- _GOAL OF THE EXERCISE_
Rewrite the data below as a numbered list with one line per item, and omit any blank lines.

- _LISTED RECORDS_

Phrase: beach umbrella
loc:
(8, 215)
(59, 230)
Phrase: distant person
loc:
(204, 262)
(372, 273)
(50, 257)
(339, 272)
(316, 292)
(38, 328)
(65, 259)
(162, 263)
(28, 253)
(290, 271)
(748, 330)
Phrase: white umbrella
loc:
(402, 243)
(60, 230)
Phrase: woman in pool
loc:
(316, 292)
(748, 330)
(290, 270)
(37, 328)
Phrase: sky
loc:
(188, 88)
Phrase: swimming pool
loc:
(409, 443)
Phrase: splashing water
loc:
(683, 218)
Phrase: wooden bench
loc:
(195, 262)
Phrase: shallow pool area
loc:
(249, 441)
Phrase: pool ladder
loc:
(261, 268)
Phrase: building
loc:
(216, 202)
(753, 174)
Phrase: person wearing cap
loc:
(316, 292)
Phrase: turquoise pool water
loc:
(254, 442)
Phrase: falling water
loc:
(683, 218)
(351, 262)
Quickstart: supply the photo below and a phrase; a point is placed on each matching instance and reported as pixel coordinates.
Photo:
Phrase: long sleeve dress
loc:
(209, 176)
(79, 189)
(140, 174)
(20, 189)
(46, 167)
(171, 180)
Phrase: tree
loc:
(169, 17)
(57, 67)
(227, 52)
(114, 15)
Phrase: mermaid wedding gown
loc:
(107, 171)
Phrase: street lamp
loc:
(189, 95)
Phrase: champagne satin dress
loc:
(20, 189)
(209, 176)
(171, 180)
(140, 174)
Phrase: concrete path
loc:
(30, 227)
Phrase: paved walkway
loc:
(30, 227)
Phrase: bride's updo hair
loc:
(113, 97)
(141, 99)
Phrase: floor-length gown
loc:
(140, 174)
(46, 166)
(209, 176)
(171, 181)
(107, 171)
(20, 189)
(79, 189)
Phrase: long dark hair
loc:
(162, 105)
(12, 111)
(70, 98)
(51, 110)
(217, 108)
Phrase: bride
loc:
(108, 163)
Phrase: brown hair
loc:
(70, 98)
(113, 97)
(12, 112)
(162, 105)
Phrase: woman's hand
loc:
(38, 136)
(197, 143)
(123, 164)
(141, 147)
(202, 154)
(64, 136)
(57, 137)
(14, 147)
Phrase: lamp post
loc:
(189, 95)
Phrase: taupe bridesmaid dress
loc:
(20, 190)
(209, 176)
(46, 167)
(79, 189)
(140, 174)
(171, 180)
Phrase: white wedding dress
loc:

- _THE RESPONSE_
1. Phrase: beach umbrella
2. loc:
3. (8, 215)
4. (59, 230)
5. Phrase: distant person
6. loc:
7. (204, 262)
8. (372, 273)
9. (50, 257)
10. (339, 272)
11. (316, 292)
12. (38, 328)
13. (65, 259)
14. (162, 263)
15. (28, 253)
16. (290, 271)
17. (748, 330)
18. Phrase: white umbrella
19. loc:
20. (402, 243)
21. (60, 230)
22. Phrase: woman in pool
23. loc:
24. (316, 292)
25. (748, 330)
26. (290, 270)
27. (37, 328)
28. Phrase: sky
29. loc:
30. (188, 88)
31. Phrase: swimming pool
32. loc:
33. (409, 443)
34. Phrase: splashing water
35. loc:
36. (683, 218)
37. Phrase: wooden bench
38. loc:
39. (195, 262)
40. Phrase: shallow pool area
41. loc:
42. (249, 441)
43. Phrase: pool ladder
44. loc:
45. (261, 268)
46. Phrase: building
47. loc:
48. (216, 202)
49. (753, 174)
50. Phrase: person wearing cap
51. loc:
52. (316, 292)
53. Phrase: turquoise pool water
54. loc:
55. (254, 442)
56. Phrase: falling water
57. loc:
58. (683, 218)
59. (351, 262)
60. Quickstart: supply the photo below and a phrase; a point is placed on each matching instance and reported as pixel coordinates.
61. Photo:
62. Phrase: long sleeve dress
63. loc:
64. (209, 176)
65. (79, 189)
66. (140, 174)
67. (20, 189)
68. (46, 167)
69. (171, 180)
70. Phrase: tree
71. loc:
72. (169, 17)
73. (57, 67)
74. (227, 52)
75. (114, 15)
76. Phrase: mermaid wedding gown
77. loc:
78. (107, 171)
79. Phrase: street lamp
80. loc:
81. (189, 95)
82. Phrase: champagne satin dress
83. loc:
84. (20, 189)
85. (209, 176)
86. (171, 180)
87. (140, 174)
88. Phrase: concrete path
89. loc:
90. (30, 227)
91. Phrase: paved walkway
92. loc:
93. (30, 227)
94. Phrase: bride's updo hair
95. loc:
96. (113, 97)
97. (141, 99)
98. Phrase: floor-length gown
99. loc:
100. (140, 174)
101. (46, 166)
102. (209, 176)
103. (171, 181)
104. (107, 171)
105. (20, 189)
106. (79, 189)
107. Phrase: long dark hair
108. loc:
109. (162, 105)
110. (12, 111)
111. (70, 98)
112. (51, 110)
113. (217, 108)
114. Phrase: bride
115. loc:
116. (108, 163)
117. Phrase: brown hair
118. loc:
119. (70, 98)
120. (113, 97)
121. (12, 112)
122. (162, 105)
123. Phrase: woman's hand
124. loc:
125. (38, 136)
126. (197, 143)
127. (123, 164)
128. (141, 147)
129. (202, 154)
130. (64, 136)
131. (57, 137)
132. (14, 147)
133. Phrase: lamp post
134. loc:
135. (189, 95)
136. Phrase: taupe bridesmaid dress
137. loc:
138. (20, 190)
139. (209, 176)
140. (46, 167)
141. (79, 189)
142. (140, 174)
143. (171, 180)
144. Phrase: white wedding dress
145. loc:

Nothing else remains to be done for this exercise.